Document passage:

+--

The United States orchestrated the secession of South Sudan from Sudan in 2011 by a combination of military pressure and economic sanctions. It was the de facto senior partner with South Sudanese military strongmen in negotiating an agreement with Sudan to hold a referendum on South Sudanese independence. It passed by 99 percent.
The circumstances were propitious for the United States to demonstrate its professed genius in nation-building housed in the State Department, the National Security Council, and the intelligence community. South Sudan was not plagued by international or domestic terrorism. It possessed sufficient oil production and reserves to thrive economically. It had the support of the international glitterati like George and Amal Clooney, Mia Farrow, and Don Cheadle. It had the megaphone of New York Times columnist Nicholas Kristof. And it had the support of the American Christian community confidant that the South Sudanese would turn swords into plowshares.

+--

Exercise A: In the passage on South Sudan, by what percentage did the independence referendum pass?
Exercise B:
Using the passage on South Sudan, say whether each statement agrees with the passage. Answer yes or no, and quote the words that decide it.
(i) South Sudan was troubled by domestic terrorism.
(ii) South Sudan seceded from Sudan in 2011.
(iii) Nicholas Kristof is described as a Washington Post columnist.
Exercise C: Translate this sentence from the passage on South Sudan into Spanish: "It possessed sufficient oil production and reserves to thrive economically."

+--

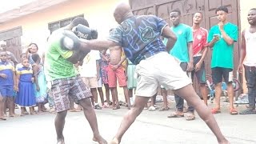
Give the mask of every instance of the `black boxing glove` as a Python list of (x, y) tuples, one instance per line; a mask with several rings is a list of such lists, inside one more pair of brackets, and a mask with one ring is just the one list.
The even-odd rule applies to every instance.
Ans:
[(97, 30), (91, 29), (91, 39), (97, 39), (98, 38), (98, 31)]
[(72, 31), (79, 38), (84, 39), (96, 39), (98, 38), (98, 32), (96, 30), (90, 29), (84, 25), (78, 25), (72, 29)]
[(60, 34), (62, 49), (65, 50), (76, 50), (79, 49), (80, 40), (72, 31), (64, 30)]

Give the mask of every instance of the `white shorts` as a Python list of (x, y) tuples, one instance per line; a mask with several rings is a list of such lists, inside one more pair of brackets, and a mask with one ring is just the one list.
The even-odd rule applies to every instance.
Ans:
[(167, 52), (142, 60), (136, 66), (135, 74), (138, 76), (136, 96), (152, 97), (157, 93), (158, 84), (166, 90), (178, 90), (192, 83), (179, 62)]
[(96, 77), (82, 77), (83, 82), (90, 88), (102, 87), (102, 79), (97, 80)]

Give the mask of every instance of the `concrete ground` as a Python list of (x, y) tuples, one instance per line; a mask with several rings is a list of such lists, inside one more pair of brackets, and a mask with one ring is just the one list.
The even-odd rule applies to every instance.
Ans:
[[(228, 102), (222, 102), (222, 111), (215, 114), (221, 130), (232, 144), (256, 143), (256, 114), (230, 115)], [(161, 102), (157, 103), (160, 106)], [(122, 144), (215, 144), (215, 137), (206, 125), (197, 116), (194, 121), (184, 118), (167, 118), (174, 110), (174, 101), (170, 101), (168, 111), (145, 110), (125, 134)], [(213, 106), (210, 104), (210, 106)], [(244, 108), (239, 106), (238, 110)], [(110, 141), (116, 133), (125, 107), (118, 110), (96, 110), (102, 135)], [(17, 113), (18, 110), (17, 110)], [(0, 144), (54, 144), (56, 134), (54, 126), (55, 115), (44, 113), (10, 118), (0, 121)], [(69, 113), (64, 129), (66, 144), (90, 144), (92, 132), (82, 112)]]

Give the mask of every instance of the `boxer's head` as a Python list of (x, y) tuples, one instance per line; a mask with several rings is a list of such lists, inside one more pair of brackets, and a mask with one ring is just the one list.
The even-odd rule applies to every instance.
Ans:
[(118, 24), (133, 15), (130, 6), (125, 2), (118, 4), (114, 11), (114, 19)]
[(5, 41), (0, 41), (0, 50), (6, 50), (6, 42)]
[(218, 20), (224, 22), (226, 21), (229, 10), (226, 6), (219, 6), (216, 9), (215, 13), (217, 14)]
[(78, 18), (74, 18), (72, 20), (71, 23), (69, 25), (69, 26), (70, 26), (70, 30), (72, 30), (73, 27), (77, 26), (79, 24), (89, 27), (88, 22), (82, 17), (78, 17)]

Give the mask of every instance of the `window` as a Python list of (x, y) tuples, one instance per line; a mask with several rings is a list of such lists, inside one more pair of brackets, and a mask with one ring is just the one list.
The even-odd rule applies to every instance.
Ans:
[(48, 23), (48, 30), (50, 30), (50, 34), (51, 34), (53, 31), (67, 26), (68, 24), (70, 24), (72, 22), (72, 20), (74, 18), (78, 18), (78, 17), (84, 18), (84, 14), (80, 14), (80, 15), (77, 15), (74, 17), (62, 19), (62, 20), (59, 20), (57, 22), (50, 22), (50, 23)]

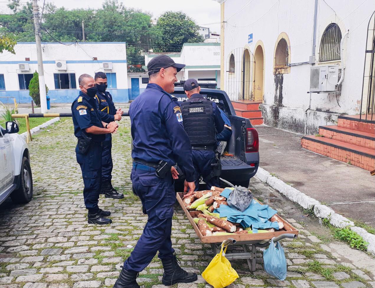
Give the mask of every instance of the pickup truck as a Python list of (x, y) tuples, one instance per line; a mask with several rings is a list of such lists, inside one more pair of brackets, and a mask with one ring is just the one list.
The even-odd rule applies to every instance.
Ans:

+--

Answer box A: 99 percent.

Answer box B:
(i) No: "South Sudan was not plagued by international or domestic terrorism."
(ii) Yes: "the secession of South Sudan from Sudan in 2011"
(iii) No: "New York Times columnist Nicholas Kristof"

Answer box C: Poseía suficiente producción y reservas de petróleo para prosperar económicamente.